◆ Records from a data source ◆
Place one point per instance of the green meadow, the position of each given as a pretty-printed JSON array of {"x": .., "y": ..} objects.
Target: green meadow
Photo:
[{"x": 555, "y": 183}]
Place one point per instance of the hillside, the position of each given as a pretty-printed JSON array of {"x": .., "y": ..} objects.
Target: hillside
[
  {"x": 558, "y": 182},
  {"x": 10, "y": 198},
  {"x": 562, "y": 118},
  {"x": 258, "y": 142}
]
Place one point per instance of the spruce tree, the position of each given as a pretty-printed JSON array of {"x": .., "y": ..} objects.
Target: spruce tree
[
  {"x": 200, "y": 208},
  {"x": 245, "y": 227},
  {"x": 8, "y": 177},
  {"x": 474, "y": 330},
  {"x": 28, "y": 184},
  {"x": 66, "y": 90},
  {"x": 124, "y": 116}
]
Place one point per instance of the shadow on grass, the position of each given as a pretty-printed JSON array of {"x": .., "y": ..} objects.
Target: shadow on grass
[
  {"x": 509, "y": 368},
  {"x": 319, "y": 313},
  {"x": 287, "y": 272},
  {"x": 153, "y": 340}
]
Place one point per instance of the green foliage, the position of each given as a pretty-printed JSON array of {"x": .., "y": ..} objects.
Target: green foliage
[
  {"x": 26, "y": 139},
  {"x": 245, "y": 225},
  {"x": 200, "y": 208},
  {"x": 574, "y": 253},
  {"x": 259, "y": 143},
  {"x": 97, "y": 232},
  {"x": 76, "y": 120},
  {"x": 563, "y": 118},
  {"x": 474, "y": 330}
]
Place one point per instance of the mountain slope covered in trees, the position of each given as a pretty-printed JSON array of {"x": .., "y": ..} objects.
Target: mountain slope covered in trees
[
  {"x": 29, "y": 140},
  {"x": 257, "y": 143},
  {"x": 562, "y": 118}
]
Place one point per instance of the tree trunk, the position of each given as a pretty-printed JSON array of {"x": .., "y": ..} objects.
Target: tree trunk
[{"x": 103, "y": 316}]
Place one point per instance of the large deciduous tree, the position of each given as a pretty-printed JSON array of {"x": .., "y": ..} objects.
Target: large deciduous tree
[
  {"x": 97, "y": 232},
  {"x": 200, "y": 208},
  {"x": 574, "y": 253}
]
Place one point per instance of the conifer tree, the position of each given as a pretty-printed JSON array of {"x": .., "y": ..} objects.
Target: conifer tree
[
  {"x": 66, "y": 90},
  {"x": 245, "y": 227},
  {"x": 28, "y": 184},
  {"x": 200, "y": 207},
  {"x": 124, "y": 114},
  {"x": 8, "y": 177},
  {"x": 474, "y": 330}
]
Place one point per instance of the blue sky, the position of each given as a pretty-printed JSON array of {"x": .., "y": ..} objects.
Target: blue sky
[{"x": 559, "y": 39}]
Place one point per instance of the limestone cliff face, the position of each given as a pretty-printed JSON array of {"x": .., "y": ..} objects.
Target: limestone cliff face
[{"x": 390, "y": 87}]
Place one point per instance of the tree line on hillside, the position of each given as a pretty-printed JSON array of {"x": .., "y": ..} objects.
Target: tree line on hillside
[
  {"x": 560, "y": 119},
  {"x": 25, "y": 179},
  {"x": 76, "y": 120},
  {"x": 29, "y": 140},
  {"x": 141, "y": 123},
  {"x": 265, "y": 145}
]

◆ Activity ◆
All that is wanted is an exact copy of the lines above from the one with "Place one point per instance of the shadow" through the one with "Place one point per instance of the limestone", with both ends included.

◆ Result for this task ◆
Place one point per instance of the shadow on grass, the position of each given as a pretty-printed JSON array of {"x": .., "y": ..} objects.
Target: shadow on grass
[
  {"x": 509, "y": 368},
  {"x": 319, "y": 313},
  {"x": 287, "y": 272},
  {"x": 153, "y": 340}
]
Place one point per instance of the green foliage, the position of each given as a pretty-printed JSON array of {"x": .., "y": ..} objects.
Target: green foliage
[
  {"x": 26, "y": 139},
  {"x": 245, "y": 225},
  {"x": 200, "y": 208},
  {"x": 574, "y": 253},
  {"x": 259, "y": 143},
  {"x": 97, "y": 232},
  {"x": 76, "y": 120},
  {"x": 563, "y": 118},
  {"x": 474, "y": 330}
]
Place one point per instance of the mountain slope covered in trees, the position of each given as a pretty-printed JSON array of {"x": .., "y": ..} objects.
Target: mountain slope covered in trees
[
  {"x": 29, "y": 140},
  {"x": 257, "y": 143},
  {"x": 562, "y": 118}
]
Place one point per instance of the tree trunk, the position of each given as a pretty-printed JSON array of {"x": .., "y": ..} objects.
Target: tree trunk
[{"x": 103, "y": 316}]
Place one point per instance of the large deciduous tree, the position of each given as a pretty-printed JSON array of {"x": .., "y": ..} objects.
Target: large deciduous tree
[
  {"x": 97, "y": 232},
  {"x": 200, "y": 208},
  {"x": 574, "y": 253}
]
Place one point per instance of the conifer tree, the position of each given as a pretty-printed JSON array of {"x": .., "y": ..} objects.
Target: conifer tree
[
  {"x": 66, "y": 90},
  {"x": 245, "y": 227},
  {"x": 28, "y": 184},
  {"x": 200, "y": 207},
  {"x": 124, "y": 114},
  {"x": 8, "y": 177},
  {"x": 474, "y": 330}
]
Place one point per instance of the blue sky, the position of each given as a pretty-printed JSON array of {"x": .., "y": ..} objects.
Target: blue sky
[{"x": 559, "y": 39}]
Place one point per instance of the limestone cliff face, the position of each given as a pretty-printed JSON array of {"x": .., "y": ..} objects.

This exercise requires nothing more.